** TASK SET **
1: In the article below on Nigeria's electricity constitutional amendment, condense the paragraph beginning "Specifically, Paragraph 14(b)" into a short bulleted list that keeps its main facts.
2: Continue the article on Nigeria's electricity constitutional amendment, beginning after its final heading, "Old Wine In New Skins?"

----- SELECTED EXTRACT -----

The Constitutional Amendment Heralding The Decentralization Of The Nigerian Electricity Supply Industry (“NESI”)

On March 17, 2023, an Act to alter certain provisions of the 1999 Constitution of the Federal Republic of Nigeria (the “1999 Constitution”), to allow constituent states within the Nigerian federation (the “States”) to generate, transmit, and distribute electricity in areas covered by the national grid and for related matters (the “NESI Constitutional Amendment”) came into force, following the assent, to the said Act, by His Excellency, President Muhammadu Buhari GCFR.

 

Specifically, Paragraph 14(b) of the Concurrent Legislative List detailed in Part II of the Second Schedule to the 1999 Constitution was amended by the deletion therefrom of the phrase “not covered by a national grid system”. In essence, the NESI Constitutional Amendment now confers the States with (i) powers to generally make laws regarding the generation, transmission and distribution of electricity, within their respective States; (ii) the latitude to regulate the generation, transmission and distribution of electricity within their respective States.

 

Although the changes engendered by the NESI Constitutional Amendment can be commended, considering the (a) enormous opportunities same portends for the NESI, and (b) seemingly welcome clarity it provides on the age-old debate on the “battery limits” between the States and the Federal Government regarding matters relating to and/or connected with electricity; a well-considered and holistic review of the NESI Constitutional Amendment, together with other provisions of the Second Schedule to the 1999 Constitution, reveals that the NESI Constitutional Amendment introduces new complexities that could impact the extent, to which the States can actually exercise the powers which are now preserved and guaranteed by the 1999 Constitution, (as amended by the NESI Constitutional Amendment).   

 

Against the backdrop of the NESI Constitutional Amendment, this article carefully analyzes the scope of the legislative powers of the State and Federal Government as it relates to the NESI.

 

 

What Impact will this NESI Constitutional Amendment have on the NESI?

 

Given the constitutional questions and possible controversies that may arise, from the amendment of the 1999 Constitution as it relates to the legislative powers regarding electricity, the overall impact of the NESI Constitutional Amendment on the NESI will need to be carefully x-rayed in order to decipher its legal and commercial implications. Certainly, the NESI Constitutional Amendment could potentially influence existing investments in the NESI, spur new investments in the sector, whilst creating more complications for industry players.

 

 

Old Wine In New Skins?

----- INFORMATION SHOWN -----

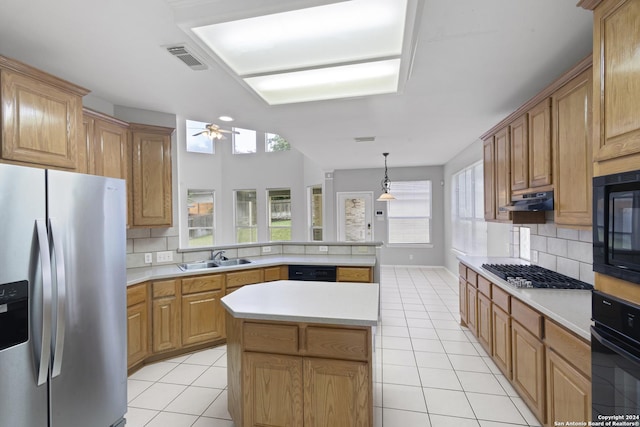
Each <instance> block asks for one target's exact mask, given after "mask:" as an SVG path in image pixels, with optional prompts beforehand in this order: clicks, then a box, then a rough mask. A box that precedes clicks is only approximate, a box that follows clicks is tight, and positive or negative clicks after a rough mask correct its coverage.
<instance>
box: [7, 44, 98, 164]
mask: <svg viewBox="0 0 640 427" xmlns="http://www.w3.org/2000/svg"><path fill="white" fill-rule="evenodd" d="M88 92H89V91H88V90H86V89H83V88H81V87H79V86H76V85H73V84H71V83H69V82H66V81H64V80H61V79H58V78H56V77H53V76H51V75H49V74H46V73H44V72H42V71H39V70H37V69H35V68H32V67H29V66H28V65H25V64H22V63H20V62H17V61H13V60H11V59H8V58H5V57H3V56H0V97H1V99H2V111H1V114H0V117H1V125H2V136H1V140H0V142H1V144H2V153H1V156H2V159H3V160H5V161H9V162H15V163H24V164H30V165H31V166H42V167H53V168H61V169H67V170H73V171H75V170H77V169H78V150H79V149H84V147H83V146H82V145H81V142H82V134H81V124H82V97H83V96H84V95H86V94H87V93H88ZM80 171H84V170H83V168H80Z"/></svg>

-----

** RESPONSES BY TASK **
1:
- The amendment deleted the phrase "not covered by a national grid system" from Paragraph 14(b) of the Concurrent Legislative List in Part II of the Second Schedule to the 1999 Constitution.
- States may now make laws on the generation, transmission and distribution of electricity within their own territories.
- States may also regulate electricity generation, transmission and distribution within their own territories.

2:
Historically, the 1979 Constitution of the Federal Republic of Nigeria, (the “1979 Constitution”), granted the States powers to make laws regulating the generation, transmission and distribution of electricity within their States, without any restrictions; as Paragraph 14(b) of Part II of the Second Schedule to the 1979 Constitution expressly provides that “a House of Assembly may make laws for the State with respect to….the generation, transmission and distribution of electricity within that State”.

 

However, despite this clear power granted to the States under the 1979 Constitution, it would appear that the States failed, neglected and/or refused to avail themselves of this power, and the laws relating to generation, transmission and distribution of electricity have always been domiciled in the Federal Government; moreso as, prior to the reform of the NESI, all the electricity related activities were vested in a vertically integrated power utility (the defunct National Electric Power Authority (“NEPA”)). Notably, Section 2(2)(b) of the Constitution (Suspension and Modification) Decree 1984 expressly barred the Military Governors of States from making laws with respect to any matter in the Concurrent Legislative List relating to Federal Legislative Powers set out in the second column of Part II of the Second Schedule to the Constitution. Indeed, the foregoing may explain why between 1984 and 1999 (when the 1999 Constitution introduced the “national grid restriction”), (a) the States didn’t take any steps to make laws pertaining to electricity within their States, even though the power to make these laws, were preserved under the 1979 Constitution; and (b) NEPA remained a monopoly even with the subsistence of the 1979 Constitution.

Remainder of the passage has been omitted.